## Work required:
Could you copy out the film review below in full, word for word?


                Lucas fights to gain custody of Victoria and Lilly (Isabelle NÚlisse), but seems certain to lose the battle until Dr. Dreyfuss offers a solution.  The family can live in a house owned by Dr. Dreyfuss' clinic.  That way, it will seem as Lucas and Annabel can provide a stable home, while still affording Dr. Dreyfuss constant contact with the girls.  Of course, Dr. Dreyfuss is not doing this out of the goodness of his heart.  He is intrigued by the girls and is excited about his case study. 

                Unfortunately, Dr. Dreyfuss reveals very little about his research and findings regarding Victoria, Lilly and Mama.  Despite Annabel's reservations regarding raising the girls, things begin well, until Lucas gets severely injured in a fall down a flight of stairs.  Raising the girls with Lucas was one thing - he is their uncle - but Annabel knows nothing about raising a child.  Still, she is willing to do what she has to out of love for Lucas and when things start working out well between Annabelle and the kids, Mama becomes very unhappy...murderously so.

                I wish I had not second guessed myself and seen this film in the theaters.  I would have loved to see this played out in a dark theater on a big screen.  Instead, I chose a dark, dreary, rain-soaked day to watch this in the darkened confines of my home.  Though I was safe and sound, Mama left me more than a little spooked by the time it was done.

## Provided records:

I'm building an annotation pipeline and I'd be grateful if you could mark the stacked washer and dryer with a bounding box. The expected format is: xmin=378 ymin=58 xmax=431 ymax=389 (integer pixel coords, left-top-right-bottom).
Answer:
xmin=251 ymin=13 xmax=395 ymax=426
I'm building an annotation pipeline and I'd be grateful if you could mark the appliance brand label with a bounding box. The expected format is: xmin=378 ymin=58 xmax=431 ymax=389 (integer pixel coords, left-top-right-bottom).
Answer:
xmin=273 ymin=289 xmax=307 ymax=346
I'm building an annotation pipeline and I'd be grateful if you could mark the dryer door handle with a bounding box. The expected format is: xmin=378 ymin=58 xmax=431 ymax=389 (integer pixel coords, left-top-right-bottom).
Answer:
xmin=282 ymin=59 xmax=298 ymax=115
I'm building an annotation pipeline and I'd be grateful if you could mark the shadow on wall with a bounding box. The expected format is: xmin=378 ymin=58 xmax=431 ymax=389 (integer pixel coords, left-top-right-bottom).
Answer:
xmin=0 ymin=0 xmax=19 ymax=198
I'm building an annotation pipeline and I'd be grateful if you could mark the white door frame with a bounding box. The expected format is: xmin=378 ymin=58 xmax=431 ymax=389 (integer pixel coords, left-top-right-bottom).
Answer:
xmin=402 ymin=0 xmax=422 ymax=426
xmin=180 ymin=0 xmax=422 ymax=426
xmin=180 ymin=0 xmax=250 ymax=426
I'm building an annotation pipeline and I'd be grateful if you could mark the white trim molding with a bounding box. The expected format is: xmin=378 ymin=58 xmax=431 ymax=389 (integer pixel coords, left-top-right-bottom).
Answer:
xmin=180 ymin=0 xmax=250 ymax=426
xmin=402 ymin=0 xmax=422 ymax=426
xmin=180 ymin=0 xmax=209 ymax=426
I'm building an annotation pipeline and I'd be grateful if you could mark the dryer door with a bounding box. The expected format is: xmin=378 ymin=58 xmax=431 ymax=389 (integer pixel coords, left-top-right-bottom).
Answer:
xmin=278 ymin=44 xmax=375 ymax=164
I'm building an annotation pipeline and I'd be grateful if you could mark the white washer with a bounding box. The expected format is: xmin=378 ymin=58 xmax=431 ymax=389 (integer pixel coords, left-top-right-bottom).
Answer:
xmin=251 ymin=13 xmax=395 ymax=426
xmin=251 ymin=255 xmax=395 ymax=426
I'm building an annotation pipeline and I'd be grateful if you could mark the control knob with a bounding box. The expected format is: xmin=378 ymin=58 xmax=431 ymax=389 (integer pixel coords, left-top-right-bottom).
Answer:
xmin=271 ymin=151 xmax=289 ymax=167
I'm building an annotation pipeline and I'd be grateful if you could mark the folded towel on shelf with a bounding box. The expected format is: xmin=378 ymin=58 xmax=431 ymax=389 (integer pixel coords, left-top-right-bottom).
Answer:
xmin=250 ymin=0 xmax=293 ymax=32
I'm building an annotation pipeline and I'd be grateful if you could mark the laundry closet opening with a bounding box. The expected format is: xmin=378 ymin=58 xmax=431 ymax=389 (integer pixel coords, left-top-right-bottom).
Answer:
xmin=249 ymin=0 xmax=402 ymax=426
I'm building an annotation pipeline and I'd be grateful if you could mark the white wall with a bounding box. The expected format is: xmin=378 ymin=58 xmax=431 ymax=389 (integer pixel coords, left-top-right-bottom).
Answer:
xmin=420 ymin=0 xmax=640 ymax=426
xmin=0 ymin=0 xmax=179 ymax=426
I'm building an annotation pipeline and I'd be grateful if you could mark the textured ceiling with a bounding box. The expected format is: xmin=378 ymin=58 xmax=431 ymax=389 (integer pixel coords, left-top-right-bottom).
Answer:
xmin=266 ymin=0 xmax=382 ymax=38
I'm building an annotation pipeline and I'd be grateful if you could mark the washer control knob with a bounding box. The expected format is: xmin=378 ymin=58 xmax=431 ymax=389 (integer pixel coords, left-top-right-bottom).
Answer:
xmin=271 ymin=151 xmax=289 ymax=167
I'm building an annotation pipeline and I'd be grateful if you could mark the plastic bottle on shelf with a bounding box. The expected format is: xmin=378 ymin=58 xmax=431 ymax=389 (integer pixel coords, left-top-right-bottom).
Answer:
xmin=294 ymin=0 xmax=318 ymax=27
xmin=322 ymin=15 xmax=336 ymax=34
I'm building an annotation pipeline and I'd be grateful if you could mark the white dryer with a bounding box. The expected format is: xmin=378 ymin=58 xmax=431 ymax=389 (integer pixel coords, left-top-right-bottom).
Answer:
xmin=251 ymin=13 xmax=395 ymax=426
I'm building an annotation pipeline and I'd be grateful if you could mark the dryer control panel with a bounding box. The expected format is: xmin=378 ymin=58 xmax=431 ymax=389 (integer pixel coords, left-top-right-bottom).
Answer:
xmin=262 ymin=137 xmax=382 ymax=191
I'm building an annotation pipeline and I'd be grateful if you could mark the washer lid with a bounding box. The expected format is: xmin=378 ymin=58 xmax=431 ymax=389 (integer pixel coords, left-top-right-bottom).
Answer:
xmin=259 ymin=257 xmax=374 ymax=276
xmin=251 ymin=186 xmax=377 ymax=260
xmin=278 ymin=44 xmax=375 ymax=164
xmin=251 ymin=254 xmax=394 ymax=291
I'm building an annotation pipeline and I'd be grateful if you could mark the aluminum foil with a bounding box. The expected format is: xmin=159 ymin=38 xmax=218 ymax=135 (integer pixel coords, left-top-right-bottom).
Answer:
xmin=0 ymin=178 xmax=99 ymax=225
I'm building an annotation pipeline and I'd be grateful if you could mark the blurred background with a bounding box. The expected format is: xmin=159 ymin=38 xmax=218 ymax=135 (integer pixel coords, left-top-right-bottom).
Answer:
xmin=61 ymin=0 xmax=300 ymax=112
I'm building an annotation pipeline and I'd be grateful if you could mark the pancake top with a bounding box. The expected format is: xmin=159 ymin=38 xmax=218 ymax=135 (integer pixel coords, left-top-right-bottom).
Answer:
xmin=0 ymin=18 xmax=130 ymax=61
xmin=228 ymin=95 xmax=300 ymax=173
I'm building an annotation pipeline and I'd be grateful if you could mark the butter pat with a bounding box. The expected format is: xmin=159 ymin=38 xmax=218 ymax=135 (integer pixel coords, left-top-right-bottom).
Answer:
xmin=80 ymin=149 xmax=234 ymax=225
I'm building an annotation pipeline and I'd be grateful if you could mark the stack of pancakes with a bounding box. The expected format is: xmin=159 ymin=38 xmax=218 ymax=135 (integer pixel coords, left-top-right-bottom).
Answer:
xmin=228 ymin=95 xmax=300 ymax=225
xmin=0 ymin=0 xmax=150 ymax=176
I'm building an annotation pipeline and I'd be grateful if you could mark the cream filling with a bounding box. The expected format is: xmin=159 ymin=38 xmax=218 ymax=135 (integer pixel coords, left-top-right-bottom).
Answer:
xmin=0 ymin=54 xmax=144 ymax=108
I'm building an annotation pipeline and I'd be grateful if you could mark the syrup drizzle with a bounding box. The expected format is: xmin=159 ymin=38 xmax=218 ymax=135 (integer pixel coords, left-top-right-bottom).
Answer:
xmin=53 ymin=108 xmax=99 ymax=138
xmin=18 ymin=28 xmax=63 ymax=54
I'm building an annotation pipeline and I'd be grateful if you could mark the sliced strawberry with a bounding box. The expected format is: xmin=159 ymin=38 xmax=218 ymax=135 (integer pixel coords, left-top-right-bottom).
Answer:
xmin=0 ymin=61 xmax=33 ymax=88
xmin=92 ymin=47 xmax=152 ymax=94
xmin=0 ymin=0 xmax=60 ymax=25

## Problem solution:

                Lucas fights to gain custody of Victoria and Lilly (Isabelle NÚlisse), but seems certain to lose the battle until Dr. Dreyfuss offers a solution.  The family can live in a house owned by Dr. Dreyfuss' clinic.  That way, it will seem as Lucas and Annabel can provide a stable home, while still affording Dr. Dreyfuss constant contact with the girls.  Of course, Dr. Dreyfuss is not doing this out of the goodness of his heart.  He is intrigued by the girls and is excited about his case study. 

                Unfortunately, Dr. Dreyfuss reveals very little about his research and findings regarding Victoria, Lilly and Mama.  Despite Annabel's reservations regarding raising the girls, things begin well, until Lucas gets severely injured in a fall down a flight of stairs.  Raising the girls with Lucas was one thing - he is their uncle - but Annabel knows nothing about raising a child.  Still, she is willing to do what she has to out of love for Lucas and when things start working out well between Annabelle and the kids, Mama becomes very unhappy...murderously so.

                I wish I had not second guessed myself and seen this film in the theaters.  I would have loved to see this played out in a dark theater on a big screen.  Instead, I chose a dark, dreary, rain-soaked day to watch this in the darkened confines of my home.  Though I was safe and sound, Mama left me more than a little spooked by the time it was done.